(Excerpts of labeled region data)

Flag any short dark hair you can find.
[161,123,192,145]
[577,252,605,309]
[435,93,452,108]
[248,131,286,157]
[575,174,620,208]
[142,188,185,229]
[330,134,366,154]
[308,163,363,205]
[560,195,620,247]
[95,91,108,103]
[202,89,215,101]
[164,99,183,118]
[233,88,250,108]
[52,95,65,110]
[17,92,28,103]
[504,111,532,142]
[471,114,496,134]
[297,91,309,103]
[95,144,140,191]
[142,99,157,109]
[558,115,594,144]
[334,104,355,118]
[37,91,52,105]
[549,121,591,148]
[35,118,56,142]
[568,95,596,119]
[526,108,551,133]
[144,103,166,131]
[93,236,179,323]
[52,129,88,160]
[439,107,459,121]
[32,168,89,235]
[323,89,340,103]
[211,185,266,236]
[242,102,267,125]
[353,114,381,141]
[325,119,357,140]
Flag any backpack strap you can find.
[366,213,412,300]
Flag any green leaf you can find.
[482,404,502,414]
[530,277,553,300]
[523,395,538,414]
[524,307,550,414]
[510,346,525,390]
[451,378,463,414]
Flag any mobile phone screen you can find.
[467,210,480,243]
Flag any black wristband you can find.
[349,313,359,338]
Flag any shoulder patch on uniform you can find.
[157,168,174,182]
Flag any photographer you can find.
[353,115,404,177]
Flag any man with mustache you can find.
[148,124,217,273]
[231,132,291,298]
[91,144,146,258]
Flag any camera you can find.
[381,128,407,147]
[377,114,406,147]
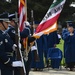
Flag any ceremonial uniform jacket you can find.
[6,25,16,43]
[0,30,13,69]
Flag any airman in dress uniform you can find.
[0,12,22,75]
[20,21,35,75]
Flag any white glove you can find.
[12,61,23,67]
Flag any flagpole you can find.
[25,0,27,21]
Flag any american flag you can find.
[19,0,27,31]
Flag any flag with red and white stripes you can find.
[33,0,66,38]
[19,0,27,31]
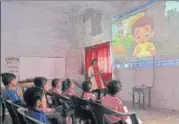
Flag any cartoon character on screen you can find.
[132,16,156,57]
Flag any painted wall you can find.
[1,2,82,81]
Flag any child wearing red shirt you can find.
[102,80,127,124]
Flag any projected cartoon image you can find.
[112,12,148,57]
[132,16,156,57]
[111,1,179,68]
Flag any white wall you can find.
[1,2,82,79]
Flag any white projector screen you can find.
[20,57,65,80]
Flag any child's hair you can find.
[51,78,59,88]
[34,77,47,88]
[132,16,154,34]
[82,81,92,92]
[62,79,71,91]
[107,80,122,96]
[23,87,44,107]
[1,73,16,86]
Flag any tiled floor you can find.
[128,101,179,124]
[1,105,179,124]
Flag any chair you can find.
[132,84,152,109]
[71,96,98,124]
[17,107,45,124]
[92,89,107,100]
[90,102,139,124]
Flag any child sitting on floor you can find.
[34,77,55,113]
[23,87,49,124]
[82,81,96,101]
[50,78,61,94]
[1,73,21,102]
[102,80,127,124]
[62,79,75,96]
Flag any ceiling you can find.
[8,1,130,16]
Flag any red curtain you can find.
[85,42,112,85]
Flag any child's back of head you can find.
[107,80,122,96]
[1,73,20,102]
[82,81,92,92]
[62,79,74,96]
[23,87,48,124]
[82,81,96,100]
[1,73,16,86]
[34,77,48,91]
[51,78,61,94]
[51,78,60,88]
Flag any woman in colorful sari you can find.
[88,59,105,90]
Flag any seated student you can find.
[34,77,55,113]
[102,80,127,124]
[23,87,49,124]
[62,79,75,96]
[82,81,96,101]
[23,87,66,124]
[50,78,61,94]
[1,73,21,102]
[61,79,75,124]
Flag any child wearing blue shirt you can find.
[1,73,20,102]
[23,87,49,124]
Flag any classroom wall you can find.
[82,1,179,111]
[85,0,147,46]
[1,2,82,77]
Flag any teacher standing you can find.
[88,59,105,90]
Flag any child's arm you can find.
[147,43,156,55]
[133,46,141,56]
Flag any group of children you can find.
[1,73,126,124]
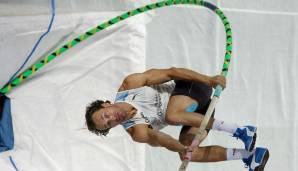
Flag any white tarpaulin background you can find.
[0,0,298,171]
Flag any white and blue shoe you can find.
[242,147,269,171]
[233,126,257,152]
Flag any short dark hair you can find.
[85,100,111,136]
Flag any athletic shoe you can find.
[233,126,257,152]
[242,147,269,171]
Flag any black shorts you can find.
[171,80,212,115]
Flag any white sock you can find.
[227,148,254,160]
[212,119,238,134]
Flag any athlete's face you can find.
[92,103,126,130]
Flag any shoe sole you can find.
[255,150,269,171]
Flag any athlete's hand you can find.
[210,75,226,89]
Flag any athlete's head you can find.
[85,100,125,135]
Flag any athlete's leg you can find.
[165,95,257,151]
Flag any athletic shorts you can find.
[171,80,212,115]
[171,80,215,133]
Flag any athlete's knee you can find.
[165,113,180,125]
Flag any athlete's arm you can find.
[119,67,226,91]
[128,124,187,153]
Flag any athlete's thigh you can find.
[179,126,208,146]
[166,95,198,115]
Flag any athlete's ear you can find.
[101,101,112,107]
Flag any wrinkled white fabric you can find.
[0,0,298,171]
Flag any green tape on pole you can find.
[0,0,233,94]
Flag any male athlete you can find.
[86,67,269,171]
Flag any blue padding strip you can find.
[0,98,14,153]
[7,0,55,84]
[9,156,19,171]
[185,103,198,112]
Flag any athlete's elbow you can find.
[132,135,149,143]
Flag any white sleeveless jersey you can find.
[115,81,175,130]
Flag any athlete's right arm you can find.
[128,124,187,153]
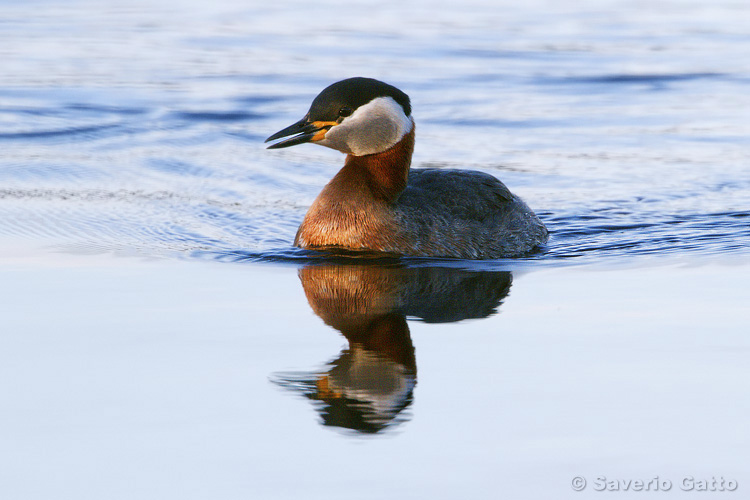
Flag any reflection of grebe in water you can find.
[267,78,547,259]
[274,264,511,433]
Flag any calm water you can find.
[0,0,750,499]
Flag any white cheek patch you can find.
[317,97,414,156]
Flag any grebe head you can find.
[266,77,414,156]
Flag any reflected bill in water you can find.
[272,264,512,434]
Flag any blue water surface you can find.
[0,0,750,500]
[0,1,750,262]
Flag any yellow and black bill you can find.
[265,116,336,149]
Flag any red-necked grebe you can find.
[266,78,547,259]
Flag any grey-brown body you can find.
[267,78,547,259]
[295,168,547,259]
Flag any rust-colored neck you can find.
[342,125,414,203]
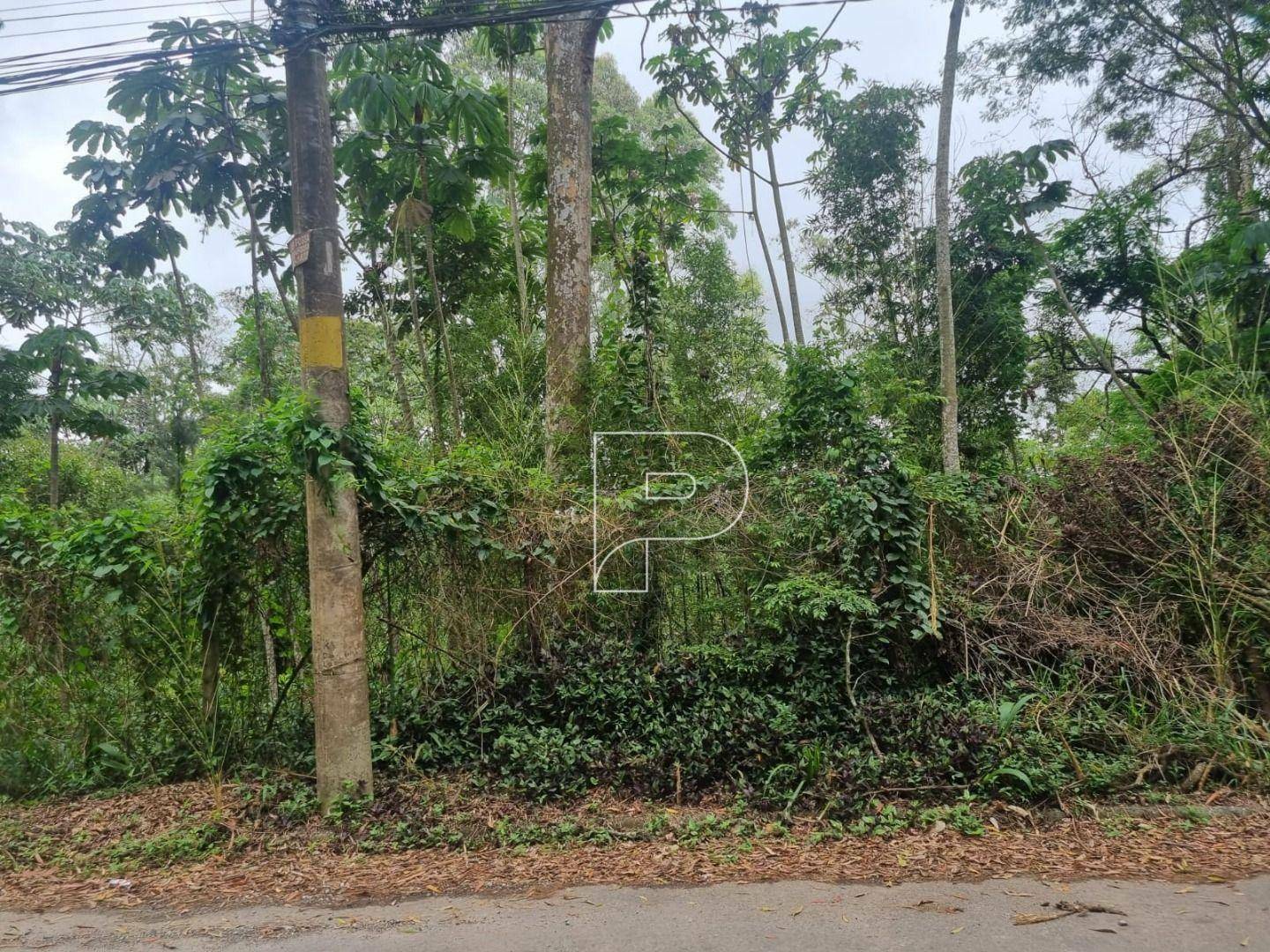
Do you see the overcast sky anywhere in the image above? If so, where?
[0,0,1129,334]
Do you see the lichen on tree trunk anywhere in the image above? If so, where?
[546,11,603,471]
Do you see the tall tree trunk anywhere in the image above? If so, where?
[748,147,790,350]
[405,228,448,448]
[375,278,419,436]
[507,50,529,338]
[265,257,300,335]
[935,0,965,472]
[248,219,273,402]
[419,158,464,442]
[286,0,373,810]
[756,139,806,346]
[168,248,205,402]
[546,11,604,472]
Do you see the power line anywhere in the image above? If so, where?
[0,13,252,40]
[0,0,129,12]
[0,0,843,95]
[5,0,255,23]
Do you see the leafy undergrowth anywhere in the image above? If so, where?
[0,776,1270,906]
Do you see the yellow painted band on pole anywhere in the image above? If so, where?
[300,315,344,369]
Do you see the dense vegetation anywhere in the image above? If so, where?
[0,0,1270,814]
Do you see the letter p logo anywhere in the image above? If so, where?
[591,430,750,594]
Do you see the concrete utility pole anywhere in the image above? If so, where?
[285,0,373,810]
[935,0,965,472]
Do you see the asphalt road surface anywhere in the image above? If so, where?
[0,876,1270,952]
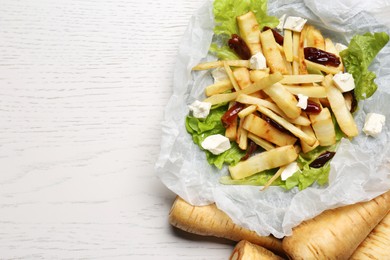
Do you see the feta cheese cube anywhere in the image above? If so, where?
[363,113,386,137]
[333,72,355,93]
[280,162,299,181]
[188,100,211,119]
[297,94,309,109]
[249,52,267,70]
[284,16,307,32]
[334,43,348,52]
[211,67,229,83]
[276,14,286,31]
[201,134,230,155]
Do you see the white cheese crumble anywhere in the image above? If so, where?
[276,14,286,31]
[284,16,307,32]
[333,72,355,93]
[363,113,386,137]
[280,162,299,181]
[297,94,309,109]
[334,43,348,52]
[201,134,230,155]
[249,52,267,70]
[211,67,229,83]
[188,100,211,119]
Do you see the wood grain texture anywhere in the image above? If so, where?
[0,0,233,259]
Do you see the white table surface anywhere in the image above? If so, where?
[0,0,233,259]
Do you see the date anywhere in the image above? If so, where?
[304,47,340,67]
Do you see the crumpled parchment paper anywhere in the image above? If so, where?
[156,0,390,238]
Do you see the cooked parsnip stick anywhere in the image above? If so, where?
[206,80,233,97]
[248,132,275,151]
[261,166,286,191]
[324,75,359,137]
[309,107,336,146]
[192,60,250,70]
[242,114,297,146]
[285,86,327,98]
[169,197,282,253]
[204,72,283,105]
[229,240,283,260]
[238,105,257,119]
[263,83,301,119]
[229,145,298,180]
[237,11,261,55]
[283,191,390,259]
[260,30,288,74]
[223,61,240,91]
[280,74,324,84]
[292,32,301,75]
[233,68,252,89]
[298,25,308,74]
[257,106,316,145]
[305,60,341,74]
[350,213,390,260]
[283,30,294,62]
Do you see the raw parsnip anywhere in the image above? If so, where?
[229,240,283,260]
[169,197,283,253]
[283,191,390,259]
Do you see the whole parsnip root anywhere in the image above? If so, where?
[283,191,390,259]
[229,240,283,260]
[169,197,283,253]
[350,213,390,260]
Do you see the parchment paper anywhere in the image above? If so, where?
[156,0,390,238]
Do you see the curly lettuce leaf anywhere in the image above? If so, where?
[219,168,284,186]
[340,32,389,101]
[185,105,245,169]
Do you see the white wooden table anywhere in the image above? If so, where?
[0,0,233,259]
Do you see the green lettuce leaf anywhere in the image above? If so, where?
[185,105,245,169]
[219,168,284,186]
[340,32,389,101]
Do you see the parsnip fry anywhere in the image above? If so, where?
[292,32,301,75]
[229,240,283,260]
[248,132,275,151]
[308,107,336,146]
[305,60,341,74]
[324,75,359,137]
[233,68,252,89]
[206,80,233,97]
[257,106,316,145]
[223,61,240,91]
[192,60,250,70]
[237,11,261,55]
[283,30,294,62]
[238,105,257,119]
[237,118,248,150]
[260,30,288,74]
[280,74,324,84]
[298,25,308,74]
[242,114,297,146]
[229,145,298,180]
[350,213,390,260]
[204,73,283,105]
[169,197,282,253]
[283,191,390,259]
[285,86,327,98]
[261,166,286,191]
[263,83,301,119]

_Task brief:_ Please return each line of the records above that contains the word "cartoon", copied in full.

_Task result:_
Flag any cartoon character on screen you can find.
Flag any projected cartoon image you can find.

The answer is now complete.